__What to do__.
1. Translate this sentence from the text on Chile's pension system into Spanish: "The system faced intense criticism during the 2019-2020 protests in the country, with many presidential candidates now promising to alter or replace it."
2. In the text on Chile's pension system, switch "stern opposition" to "strong resistance" and write out the passage from "Chile’s pension system" up to and including "or replace it.".

Chile’s pension system continued making headlines this week after a bill to authorize a fourth emergency withdrawal of 10 percent of funds made it through the committee stage, despite stern opposition from the President Sebastián Piñera administration. If approved, the bill would lead to a massive new outflow of funds from pension accounts totaling around USD 20 billion, adding selling pressure on Chile’s bond and stock market while also likely stoking inflation.
Crucially, a new round of withdrawals could be the final nail in the coffin for Chile’s private pension system, created during General Augusto Pinochet’s dictatorship and most commonly known as AFPs (Pension Fund Administrators). The system faced intense criticism during the 2019-2020 protests in the country, with many presidential candidates now promising to alter or replace it.
The withdrawals began in 2020 as a measure to offset the effects of the pandemic on the economy, with Chile’s families already burdened with large amounts of debt and were unwilling to take on more.

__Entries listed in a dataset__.
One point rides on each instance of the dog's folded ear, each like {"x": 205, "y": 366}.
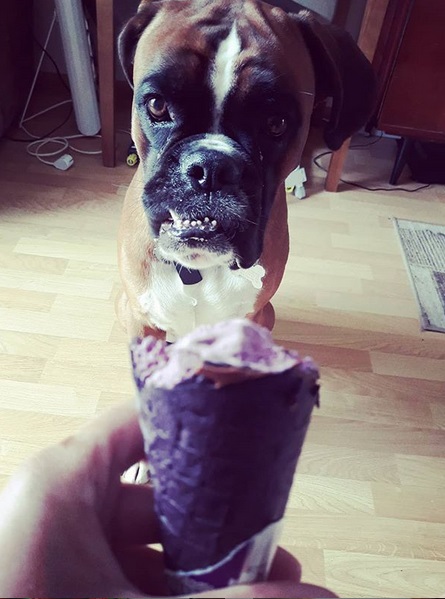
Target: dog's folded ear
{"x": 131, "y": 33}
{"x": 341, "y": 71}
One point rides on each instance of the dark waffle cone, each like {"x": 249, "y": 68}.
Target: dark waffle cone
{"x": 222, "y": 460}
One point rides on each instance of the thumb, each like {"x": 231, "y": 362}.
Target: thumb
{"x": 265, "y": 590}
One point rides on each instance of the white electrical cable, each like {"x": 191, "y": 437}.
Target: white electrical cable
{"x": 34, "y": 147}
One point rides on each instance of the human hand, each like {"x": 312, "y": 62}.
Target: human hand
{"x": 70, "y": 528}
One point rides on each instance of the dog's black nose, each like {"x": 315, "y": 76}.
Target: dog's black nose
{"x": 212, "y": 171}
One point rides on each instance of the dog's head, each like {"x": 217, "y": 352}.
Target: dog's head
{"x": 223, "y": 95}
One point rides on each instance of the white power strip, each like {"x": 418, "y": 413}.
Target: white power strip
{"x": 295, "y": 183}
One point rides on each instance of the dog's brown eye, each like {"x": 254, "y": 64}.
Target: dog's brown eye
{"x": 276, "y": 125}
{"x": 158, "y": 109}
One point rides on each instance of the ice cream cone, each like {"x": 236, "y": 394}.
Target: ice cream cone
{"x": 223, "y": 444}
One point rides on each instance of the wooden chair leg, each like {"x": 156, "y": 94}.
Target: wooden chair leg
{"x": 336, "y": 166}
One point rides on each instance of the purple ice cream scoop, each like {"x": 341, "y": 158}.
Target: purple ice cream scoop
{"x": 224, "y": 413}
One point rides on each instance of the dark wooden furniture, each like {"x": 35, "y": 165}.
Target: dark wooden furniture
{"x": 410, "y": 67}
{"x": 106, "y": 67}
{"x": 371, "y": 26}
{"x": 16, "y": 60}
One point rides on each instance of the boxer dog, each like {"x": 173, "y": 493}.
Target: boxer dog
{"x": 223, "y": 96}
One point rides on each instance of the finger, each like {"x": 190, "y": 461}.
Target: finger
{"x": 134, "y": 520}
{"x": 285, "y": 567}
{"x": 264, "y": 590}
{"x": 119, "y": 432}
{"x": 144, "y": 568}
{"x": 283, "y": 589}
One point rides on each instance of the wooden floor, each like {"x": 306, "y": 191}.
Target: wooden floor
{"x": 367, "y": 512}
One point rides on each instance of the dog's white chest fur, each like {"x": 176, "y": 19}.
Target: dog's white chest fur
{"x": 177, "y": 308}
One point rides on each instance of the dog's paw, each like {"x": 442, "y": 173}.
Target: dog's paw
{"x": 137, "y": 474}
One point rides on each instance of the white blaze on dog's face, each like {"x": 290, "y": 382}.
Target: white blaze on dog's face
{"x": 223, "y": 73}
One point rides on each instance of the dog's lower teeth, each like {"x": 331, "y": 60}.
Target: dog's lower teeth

__Solution list__.
1. El sistema enfrentó duras críticas durante las protestas de 2019-2020 en el país, y muchos candidatos presidenciales prometen ahora modificarlo o reemplazarlo.

2.
Chile’s pension system continued making headlines this week after a bill to authorize a fourth emergency withdrawal of 10 percent of funds made it through the committee stage, despite strong resistance from the President Sebastián Piñera administration. If approved, the bill would lead to a massive new outflow of funds from pension accounts totaling around USD 20 billion, adding selling pressure on Chile’s bond and stock market while also likely stoking inflation.
Crucially, a new round of withdrawals could be the final nail in the coffin for Chile’s private pension system, created during General Augusto Pinochet’s dictatorship and most commonly known as AFPs (Pension Fund Administrators). The system faced intense criticism during the 2019-2020 protests in the country, with many presidential candidates now promising to alter or replace it.